YOUR GOAL →
State how many lines of the data below hold the string "flower", giving nothing but the number.

Stored data entries
---*---

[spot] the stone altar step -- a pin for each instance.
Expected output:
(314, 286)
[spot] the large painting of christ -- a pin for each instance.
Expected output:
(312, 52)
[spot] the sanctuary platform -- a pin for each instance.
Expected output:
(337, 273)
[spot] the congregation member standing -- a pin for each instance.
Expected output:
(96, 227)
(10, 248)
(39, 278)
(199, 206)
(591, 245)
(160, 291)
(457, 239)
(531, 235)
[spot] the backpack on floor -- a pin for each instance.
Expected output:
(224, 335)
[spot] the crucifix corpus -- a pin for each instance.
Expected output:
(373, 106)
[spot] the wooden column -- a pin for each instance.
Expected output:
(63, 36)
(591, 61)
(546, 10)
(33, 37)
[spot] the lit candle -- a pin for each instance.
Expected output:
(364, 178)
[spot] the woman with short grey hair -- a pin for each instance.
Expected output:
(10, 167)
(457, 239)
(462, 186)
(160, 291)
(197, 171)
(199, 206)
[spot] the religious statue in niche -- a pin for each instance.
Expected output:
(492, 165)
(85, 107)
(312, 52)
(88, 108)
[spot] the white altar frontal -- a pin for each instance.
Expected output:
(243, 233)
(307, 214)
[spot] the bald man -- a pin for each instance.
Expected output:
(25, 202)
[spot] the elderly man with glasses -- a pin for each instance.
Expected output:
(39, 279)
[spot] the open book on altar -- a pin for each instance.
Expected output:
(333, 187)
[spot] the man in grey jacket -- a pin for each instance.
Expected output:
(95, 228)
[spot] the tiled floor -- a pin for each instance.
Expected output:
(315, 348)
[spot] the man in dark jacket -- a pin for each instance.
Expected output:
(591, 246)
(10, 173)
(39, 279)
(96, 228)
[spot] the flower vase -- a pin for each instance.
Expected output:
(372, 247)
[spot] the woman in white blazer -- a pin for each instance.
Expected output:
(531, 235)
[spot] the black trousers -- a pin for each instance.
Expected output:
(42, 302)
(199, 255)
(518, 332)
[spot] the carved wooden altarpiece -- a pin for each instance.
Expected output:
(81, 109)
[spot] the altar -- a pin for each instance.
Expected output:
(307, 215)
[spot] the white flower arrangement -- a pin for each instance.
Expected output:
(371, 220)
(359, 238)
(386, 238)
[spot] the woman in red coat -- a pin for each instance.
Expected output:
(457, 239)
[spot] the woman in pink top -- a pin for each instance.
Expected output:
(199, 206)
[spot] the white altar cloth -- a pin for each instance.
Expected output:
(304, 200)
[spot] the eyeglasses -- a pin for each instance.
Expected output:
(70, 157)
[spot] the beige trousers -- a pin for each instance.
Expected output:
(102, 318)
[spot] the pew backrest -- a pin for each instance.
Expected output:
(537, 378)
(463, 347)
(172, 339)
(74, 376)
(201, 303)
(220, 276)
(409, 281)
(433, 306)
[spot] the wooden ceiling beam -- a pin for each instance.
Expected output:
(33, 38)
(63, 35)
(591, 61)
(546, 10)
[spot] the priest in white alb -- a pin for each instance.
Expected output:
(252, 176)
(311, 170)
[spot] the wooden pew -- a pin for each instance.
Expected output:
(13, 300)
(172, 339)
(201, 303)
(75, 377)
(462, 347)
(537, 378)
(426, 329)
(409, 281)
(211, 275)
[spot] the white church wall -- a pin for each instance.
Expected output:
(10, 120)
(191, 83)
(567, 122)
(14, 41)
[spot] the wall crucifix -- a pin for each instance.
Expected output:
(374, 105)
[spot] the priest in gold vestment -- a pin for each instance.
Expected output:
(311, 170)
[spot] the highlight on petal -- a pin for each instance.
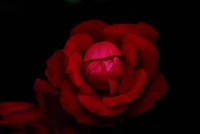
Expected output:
(116, 32)
(13, 106)
(18, 119)
(138, 82)
(75, 73)
(148, 32)
(77, 44)
(68, 100)
(55, 70)
(129, 54)
(93, 28)
(147, 54)
(101, 50)
(57, 117)
(153, 93)
(94, 105)
(40, 87)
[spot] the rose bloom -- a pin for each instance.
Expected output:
(104, 74)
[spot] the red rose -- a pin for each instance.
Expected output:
(103, 73)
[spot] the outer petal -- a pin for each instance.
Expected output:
(94, 28)
(129, 54)
(20, 118)
(77, 44)
(153, 93)
(147, 54)
(55, 71)
(40, 87)
(94, 105)
(116, 32)
(13, 106)
(68, 100)
(75, 73)
(135, 90)
(147, 31)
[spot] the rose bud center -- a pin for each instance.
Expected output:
(103, 66)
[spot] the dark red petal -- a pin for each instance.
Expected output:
(68, 100)
(74, 71)
(13, 106)
(153, 93)
(94, 28)
(77, 44)
(40, 87)
(55, 69)
(69, 130)
(34, 128)
(136, 89)
(20, 118)
(129, 54)
(116, 32)
(147, 54)
(57, 117)
(147, 31)
(19, 133)
(95, 105)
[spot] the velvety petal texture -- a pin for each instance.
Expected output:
(103, 74)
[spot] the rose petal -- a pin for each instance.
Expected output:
(13, 106)
(74, 71)
(40, 87)
(57, 117)
(129, 54)
(68, 100)
(94, 105)
(116, 32)
(18, 119)
(114, 85)
(101, 50)
(136, 88)
(34, 128)
(153, 93)
(148, 32)
(147, 54)
(94, 28)
(69, 130)
(77, 44)
(55, 69)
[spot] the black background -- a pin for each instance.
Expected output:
(33, 30)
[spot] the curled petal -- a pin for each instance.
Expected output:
(69, 130)
(40, 87)
(136, 88)
(18, 119)
(74, 71)
(68, 100)
(94, 105)
(77, 44)
(93, 28)
(147, 31)
(153, 93)
(55, 69)
(147, 54)
(57, 117)
(13, 106)
(129, 54)
(116, 32)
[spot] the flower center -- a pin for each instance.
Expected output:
(103, 66)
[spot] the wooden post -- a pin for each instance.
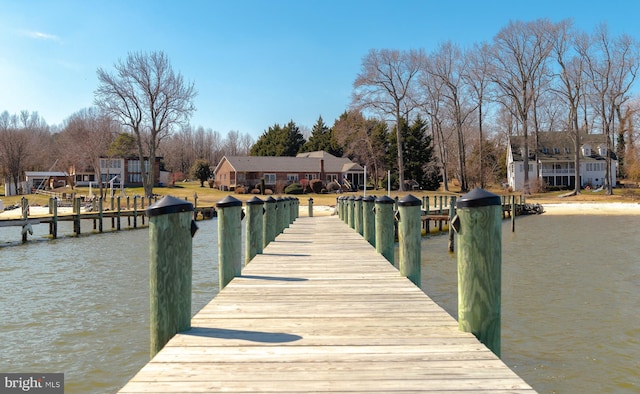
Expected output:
(100, 214)
(76, 220)
(293, 209)
(351, 221)
(135, 211)
(113, 219)
(286, 212)
(24, 205)
(269, 221)
(385, 228)
(279, 215)
(54, 219)
(170, 267)
(452, 212)
(479, 227)
(369, 219)
(409, 238)
(357, 215)
(253, 243)
(229, 239)
(513, 214)
(142, 207)
(195, 206)
(118, 213)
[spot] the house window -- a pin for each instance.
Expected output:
(270, 179)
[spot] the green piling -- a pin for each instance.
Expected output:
(229, 239)
(170, 265)
(253, 242)
(357, 215)
(351, 221)
(269, 221)
(385, 228)
(279, 215)
(409, 237)
(369, 219)
(479, 226)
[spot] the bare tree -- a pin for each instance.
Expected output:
(520, 51)
(477, 76)
(21, 139)
(570, 85)
(363, 139)
(149, 98)
(431, 102)
(611, 69)
(448, 65)
(384, 86)
(89, 133)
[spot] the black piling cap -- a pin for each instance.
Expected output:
(229, 201)
(169, 204)
(255, 201)
(385, 200)
(478, 198)
(409, 201)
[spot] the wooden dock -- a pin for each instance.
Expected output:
(321, 311)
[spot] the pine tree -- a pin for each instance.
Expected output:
(322, 138)
(279, 141)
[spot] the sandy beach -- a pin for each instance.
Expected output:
(591, 208)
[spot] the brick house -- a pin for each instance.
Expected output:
(124, 171)
(278, 171)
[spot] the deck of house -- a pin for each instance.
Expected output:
(321, 311)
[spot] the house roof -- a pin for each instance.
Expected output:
(305, 162)
(40, 174)
(559, 146)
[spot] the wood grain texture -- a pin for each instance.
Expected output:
(321, 311)
(480, 273)
(170, 269)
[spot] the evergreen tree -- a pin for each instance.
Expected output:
(418, 155)
(279, 141)
(322, 138)
(202, 171)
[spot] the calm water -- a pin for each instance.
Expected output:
(570, 305)
(570, 300)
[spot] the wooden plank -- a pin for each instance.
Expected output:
(321, 311)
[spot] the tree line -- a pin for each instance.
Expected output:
(444, 114)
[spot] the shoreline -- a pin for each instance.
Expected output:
(550, 208)
(590, 208)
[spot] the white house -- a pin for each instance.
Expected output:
(555, 158)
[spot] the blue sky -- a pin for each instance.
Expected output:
(254, 63)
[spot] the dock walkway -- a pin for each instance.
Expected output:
(321, 311)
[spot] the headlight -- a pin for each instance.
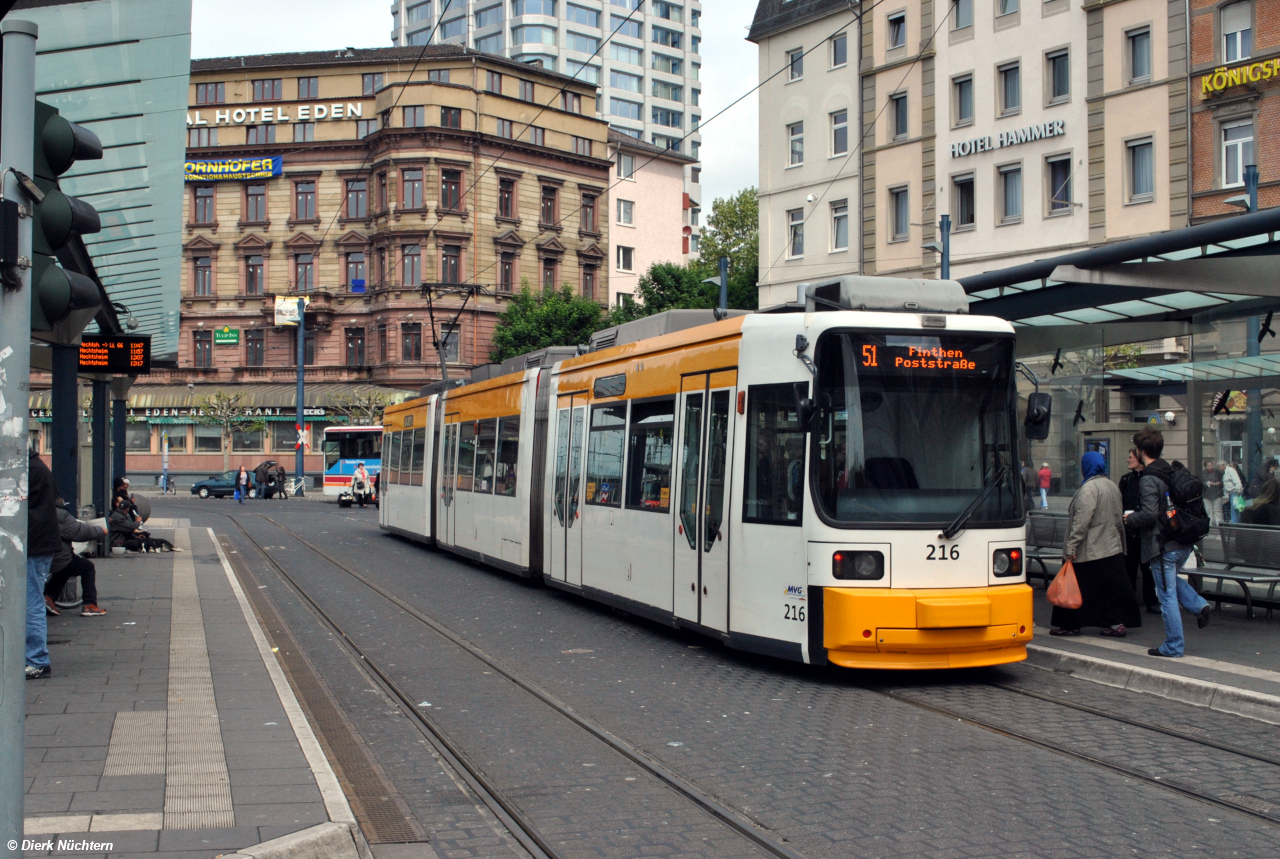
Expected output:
(1006, 562)
(864, 566)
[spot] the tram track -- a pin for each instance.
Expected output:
(508, 812)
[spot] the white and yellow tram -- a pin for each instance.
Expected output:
(823, 485)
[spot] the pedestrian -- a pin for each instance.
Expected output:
(1043, 480)
(1165, 554)
(1212, 480)
(42, 544)
(1095, 544)
(1233, 487)
(1265, 510)
(68, 565)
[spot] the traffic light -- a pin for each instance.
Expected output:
(55, 292)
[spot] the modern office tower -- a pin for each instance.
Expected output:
(643, 54)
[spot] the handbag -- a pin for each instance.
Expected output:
(1065, 590)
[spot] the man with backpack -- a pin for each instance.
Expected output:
(1169, 520)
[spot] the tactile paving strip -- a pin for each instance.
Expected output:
(197, 789)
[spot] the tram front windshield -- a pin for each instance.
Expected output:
(912, 426)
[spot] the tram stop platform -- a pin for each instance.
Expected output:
(169, 727)
(1233, 665)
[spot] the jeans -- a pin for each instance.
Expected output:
(1173, 590)
(37, 627)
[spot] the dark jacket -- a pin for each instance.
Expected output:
(42, 535)
(1156, 479)
(72, 530)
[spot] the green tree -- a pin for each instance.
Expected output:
(535, 320)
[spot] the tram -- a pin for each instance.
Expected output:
(828, 485)
(346, 447)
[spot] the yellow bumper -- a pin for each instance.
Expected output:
(961, 627)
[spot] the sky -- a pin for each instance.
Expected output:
(730, 151)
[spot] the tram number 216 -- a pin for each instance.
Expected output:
(942, 552)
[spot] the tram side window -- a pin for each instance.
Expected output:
(466, 456)
(508, 456)
(485, 438)
(649, 456)
(604, 455)
(419, 451)
(775, 461)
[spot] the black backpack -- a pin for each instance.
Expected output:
(1189, 522)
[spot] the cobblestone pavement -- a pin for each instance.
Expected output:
(835, 768)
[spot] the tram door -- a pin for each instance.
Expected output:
(566, 534)
(702, 530)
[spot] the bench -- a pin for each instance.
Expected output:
(1256, 547)
(1045, 537)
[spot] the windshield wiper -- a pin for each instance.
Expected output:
(967, 513)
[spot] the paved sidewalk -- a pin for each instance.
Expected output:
(163, 729)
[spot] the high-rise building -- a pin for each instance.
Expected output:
(643, 55)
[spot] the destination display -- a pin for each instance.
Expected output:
(123, 353)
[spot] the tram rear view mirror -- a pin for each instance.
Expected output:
(1040, 406)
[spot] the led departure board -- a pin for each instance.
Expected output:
(123, 353)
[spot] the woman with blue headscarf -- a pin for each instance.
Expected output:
(1095, 543)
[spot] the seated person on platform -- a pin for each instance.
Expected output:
(128, 533)
(68, 565)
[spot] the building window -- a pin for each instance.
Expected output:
(355, 347)
(897, 104)
(507, 199)
(963, 201)
(507, 272)
(896, 31)
(1059, 183)
(840, 132)
(204, 342)
(795, 233)
(1139, 55)
(204, 269)
(840, 225)
(254, 280)
(355, 269)
(547, 214)
(255, 204)
(205, 213)
(1059, 77)
(1237, 32)
(1237, 151)
(255, 347)
(900, 214)
(304, 273)
(1010, 193)
(411, 188)
(839, 51)
(357, 197)
(411, 265)
(411, 342)
(210, 94)
(451, 190)
(451, 264)
(269, 90)
(305, 200)
(1010, 88)
(259, 135)
(795, 133)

---*---

RESPONSE →
3